Passage |
#####

FaCD Online Syndrome Fact Sheet

Last updated: 18 Apr 2008

Name: Steatocystoma Multiplex

Synonym: Multiple Sebaceous Cysts, incl.: Pachyonychia Congenita type II (Jackson-Sertoli type)

Mode of Inheritance: AD

OMIM number: 184500  


K17/KRT17, mapped to 17q12-q21

Tumor features

sebaceous cysts (malignant)

Non-tumor features

sebaceous cysts

Non-tumor features (possible)

dermoid cyst of the brain


Typically (many) hundreds of sebaceous cysts appear on the back, trunk, arms, scrotum and thighs.[1]. Malignant transformation has been reported by Harper and Davis[2]. Some families show signs of Pachyonychia Congenita (hypertrophic nail dysplasia and mild focal palmoplantar keratoderma) in addition to the multiple sebaceous cysts. This condition is referred to as Pachyonychia Congenita type 2 (Jackson-Sertoli type or Jackson-Lawler type). Nagayama et al.[3] reported a 46-year-old female with steatocystoma multiplex and a giant dermoid cyst in her brain.

#####

Raw data |

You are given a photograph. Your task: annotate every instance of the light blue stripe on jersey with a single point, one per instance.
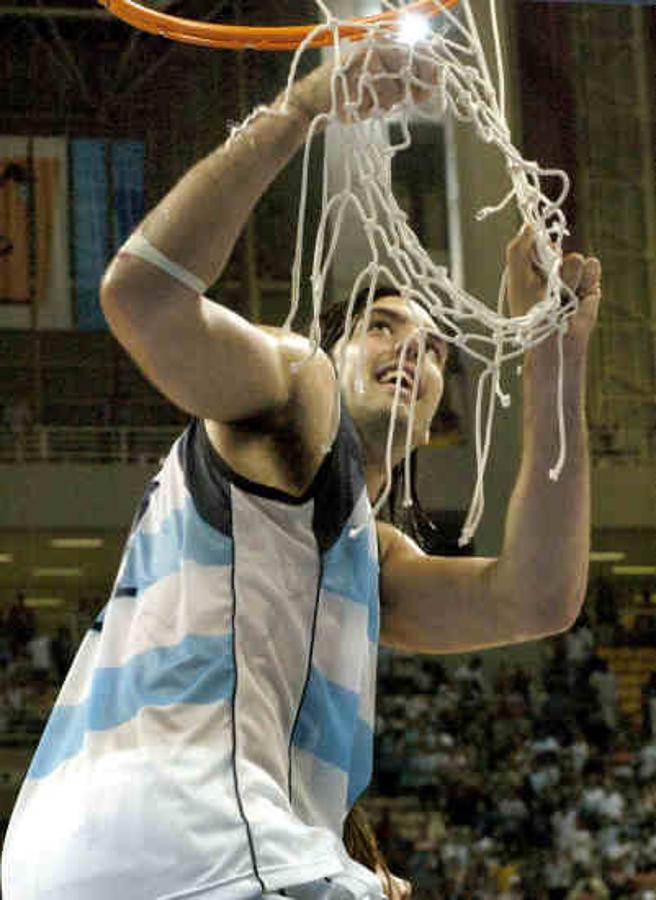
(197, 670)
(328, 721)
(181, 536)
(350, 571)
(361, 761)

#####

Required action A | In the fact sheet on steatocystoma multiplex, which gene is listed, and where is it mapped?
Required action B | List all the body areas where the steatocystoma multiplex fact sheet says the sebaceous cysts typically appear.
Required action C | Carry on the steatocystoma multiplex fact sheet from where it stops.

Final answer A | K17/KRT17, mapped to 17q12-q21.

Final answer B | back, trunk, arms, scrotum, thighs

Final answer C |
[1] Van der Kley AM, Hulsmans RF, Vermeulen AH. [Eruptive vellus hair cysts and steatocytoma multiplex in a family]. Ann Dermatol Venereol 1990; 117(11):790-792.
[2] Harper PS, Davis JK. Steatocystoma multiplex (multiple sebaceous cysts) with familial incidence in the first case. Birth Defects Orig Artic Ser XII[8], 342. 1971.
[3] Nagayama M, Shinohara Y, Takeoka T, Haida M, Ikeda A, Yamamoto I, Sato O. Intracranial paramedian hourglass-shaped dermoid associated with hereditary steatocystoma multiplex. Eur Neurol 1992; 32(5):260-263.